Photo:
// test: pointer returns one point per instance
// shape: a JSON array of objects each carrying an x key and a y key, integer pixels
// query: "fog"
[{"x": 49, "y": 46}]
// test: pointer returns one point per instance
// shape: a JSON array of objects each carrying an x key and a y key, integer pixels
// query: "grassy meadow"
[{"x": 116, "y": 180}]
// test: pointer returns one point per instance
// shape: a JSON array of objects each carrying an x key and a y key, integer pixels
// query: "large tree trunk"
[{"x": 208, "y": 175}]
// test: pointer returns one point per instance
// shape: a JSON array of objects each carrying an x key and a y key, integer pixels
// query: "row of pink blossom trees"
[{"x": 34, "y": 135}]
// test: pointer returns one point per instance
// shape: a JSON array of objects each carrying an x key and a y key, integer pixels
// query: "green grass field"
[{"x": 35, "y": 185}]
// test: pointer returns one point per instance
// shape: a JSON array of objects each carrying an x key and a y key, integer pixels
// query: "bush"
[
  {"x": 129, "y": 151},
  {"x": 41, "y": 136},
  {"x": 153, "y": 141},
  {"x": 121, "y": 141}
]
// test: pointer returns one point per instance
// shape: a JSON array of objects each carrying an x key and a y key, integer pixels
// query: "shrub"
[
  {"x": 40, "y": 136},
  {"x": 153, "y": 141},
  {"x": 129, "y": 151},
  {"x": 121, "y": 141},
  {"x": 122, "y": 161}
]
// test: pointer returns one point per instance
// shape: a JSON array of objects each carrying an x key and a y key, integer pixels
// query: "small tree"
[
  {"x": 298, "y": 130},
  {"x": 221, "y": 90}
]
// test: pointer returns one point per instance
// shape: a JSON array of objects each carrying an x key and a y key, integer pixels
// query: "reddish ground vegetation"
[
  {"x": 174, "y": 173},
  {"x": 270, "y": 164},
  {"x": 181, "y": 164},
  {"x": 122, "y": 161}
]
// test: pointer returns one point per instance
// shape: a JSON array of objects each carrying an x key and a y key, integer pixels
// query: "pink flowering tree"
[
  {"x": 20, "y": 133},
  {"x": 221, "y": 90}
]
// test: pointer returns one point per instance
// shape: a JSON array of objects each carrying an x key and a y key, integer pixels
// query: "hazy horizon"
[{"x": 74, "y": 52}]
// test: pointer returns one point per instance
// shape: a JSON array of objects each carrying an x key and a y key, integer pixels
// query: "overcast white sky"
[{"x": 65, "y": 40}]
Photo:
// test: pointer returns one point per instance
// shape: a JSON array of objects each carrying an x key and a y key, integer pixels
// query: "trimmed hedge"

Short task: Return every line of the records above that contains the word "pink", reproducing each such line in full.

Result for this exercise:
// query: "row of pink blossom trees"
// query: "pink flowering tree"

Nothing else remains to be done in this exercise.